→ PROBLEM DESCRIPTION
Nothing other than the lines from the one containing "Flashcard prompt: The player" through the close of the entries below should be printed, each exactly.

→ Recorded data
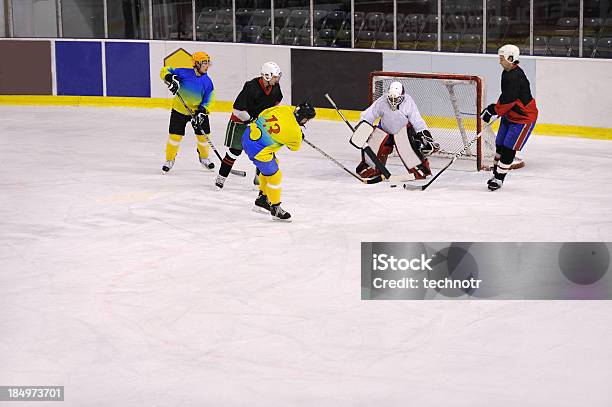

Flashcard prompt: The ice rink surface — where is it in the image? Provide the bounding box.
[1,106,612,406]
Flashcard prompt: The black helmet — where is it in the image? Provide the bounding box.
[294,102,316,124]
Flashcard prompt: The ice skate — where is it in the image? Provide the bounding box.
[198,153,215,171]
[252,191,271,214]
[270,203,291,221]
[214,174,226,190]
[487,177,504,191]
[161,160,174,174]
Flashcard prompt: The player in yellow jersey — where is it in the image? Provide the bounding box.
[160,51,215,174]
[242,102,316,221]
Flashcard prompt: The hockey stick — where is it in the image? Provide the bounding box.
[402,117,500,191]
[303,138,384,184]
[173,91,247,177]
[324,93,392,179]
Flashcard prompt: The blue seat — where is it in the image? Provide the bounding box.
[287,10,309,29]
[274,8,290,29]
[442,33,460,52]
[295,28,312,46]
[334,29,352,48]
[458,34,481,53]
[364,12,386,32]
[196,7,217,28]
[276,27,297,45]
[398,32,417,50]
[416,32,438,51]
[595,37,612,58]
[236,8,253,27]
[403,14,424,35]
[446,15,467,35]
[466,15,482,34]
[313,10,328,30]
[548,36,572,56]
[258,26,272,44]
[215,8,232,26]
[324,11,346,31]
[554,17,578,37]
[487,16,509,52]
[422,15,439,34]
[573,37,597,57]
[349,12,366,33]
[375,31,394,49]
[241,25,261,43]
[248,9,270,27]
[355,30,376,48]
[381,13,403,33]
[533,36,549,56]
[317,28,336,47]
[207,24,233,43]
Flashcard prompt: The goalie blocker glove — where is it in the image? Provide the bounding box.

→ RESPONSE
Flashcard prompt: The player in yellow jersey — where is it in the image? Provide the bounding box.
[160,51,215,174]
[242,102,316,221]
Flashcard prompt: The hockey stick — where is it in the image? Provide the bounding box.
[402,117,500,191]
[303,138,384,184]
[173,91,247,177]
[324,93,392,179]
Flashcard prompt: The blue seat — where is it in the image? Provide the bounding box.
[287,10,309,29]
[274,8,290,29]
[442,33,460,52]
[295,28,312,46]
[334,29,352,48]
[458,34,481,53]
[364,12,386,32]
[196,7,217,28]
[276,27,297,45]
[398,32,417,50]
[416,32,438,51]
[595,37,612,58]
[236,8,253,27]
[403,14,424,35]
[446,15,467,35]
[466,15,482,34]
[313,10,328,30]
[548,36,572,56]
[258,26,272,44]
[215,8,232,26]
[324,11,346,31]
[554,17,578,37]
[487,16,509,52]
[422,15,439,34]
[573,37,597,57]
[349,12,366,33]
[375,31,394,49]
[241,25,261,43]
[248,9,270,27]
[355,30,376,48]
[381,13,403,33]
[533,36,549,56]
[317,28,336,47]
[207,24,233,43]
Flashcard prompt: The goalie blocker glove — where is it in the image? Provide the bounding box.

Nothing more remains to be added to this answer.